Required action:
The answer should be a single number: how many lines of the entries below hold the word "shrub".
-- Opening Marker --
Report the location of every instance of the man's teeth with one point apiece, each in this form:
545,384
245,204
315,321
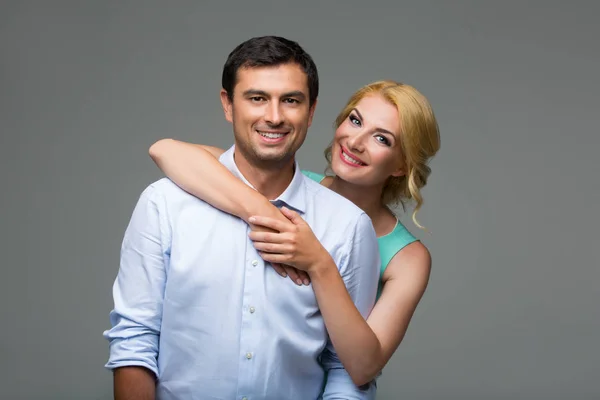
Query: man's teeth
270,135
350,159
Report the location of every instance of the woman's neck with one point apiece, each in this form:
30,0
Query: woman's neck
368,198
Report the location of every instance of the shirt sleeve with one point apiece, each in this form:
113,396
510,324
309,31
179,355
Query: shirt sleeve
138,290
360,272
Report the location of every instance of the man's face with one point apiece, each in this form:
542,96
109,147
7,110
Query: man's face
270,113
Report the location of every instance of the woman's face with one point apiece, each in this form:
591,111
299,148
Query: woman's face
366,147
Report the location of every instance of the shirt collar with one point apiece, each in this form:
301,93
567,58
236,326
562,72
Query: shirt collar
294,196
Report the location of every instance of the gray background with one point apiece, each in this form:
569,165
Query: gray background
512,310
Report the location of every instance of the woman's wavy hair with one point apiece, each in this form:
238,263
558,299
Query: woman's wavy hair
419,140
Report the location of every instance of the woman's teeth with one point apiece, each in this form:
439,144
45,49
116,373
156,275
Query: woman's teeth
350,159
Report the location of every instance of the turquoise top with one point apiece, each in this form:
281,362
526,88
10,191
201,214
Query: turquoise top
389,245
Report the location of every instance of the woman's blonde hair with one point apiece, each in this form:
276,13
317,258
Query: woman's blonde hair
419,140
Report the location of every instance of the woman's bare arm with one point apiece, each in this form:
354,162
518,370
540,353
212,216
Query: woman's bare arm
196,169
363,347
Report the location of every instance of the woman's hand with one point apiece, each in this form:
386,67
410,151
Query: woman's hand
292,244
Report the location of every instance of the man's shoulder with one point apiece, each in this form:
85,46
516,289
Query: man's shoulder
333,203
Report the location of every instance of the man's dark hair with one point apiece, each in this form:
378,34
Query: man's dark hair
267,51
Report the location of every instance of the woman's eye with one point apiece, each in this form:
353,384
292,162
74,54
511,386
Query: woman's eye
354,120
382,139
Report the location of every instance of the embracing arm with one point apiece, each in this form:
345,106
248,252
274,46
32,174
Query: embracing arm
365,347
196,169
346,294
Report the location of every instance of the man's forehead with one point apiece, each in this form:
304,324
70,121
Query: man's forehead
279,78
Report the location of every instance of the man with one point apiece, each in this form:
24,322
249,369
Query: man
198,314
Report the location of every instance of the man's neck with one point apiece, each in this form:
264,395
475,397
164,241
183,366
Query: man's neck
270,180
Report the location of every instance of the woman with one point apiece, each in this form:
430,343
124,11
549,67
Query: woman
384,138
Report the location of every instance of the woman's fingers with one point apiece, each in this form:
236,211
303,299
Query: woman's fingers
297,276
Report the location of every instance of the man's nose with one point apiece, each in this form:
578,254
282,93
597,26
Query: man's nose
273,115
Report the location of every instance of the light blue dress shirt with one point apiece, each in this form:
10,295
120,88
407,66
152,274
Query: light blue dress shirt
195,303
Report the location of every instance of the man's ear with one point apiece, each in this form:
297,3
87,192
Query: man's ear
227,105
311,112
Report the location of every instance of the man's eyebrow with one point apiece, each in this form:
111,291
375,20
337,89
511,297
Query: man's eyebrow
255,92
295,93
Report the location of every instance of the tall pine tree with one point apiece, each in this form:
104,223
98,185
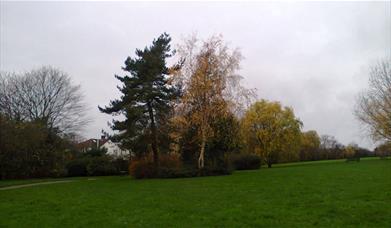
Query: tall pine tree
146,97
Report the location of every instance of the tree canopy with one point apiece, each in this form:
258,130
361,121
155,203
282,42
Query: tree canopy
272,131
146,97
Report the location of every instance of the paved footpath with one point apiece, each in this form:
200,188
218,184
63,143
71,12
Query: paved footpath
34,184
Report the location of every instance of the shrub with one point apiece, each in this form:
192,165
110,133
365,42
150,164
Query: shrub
-- Closing Marker --
Output of the task:
2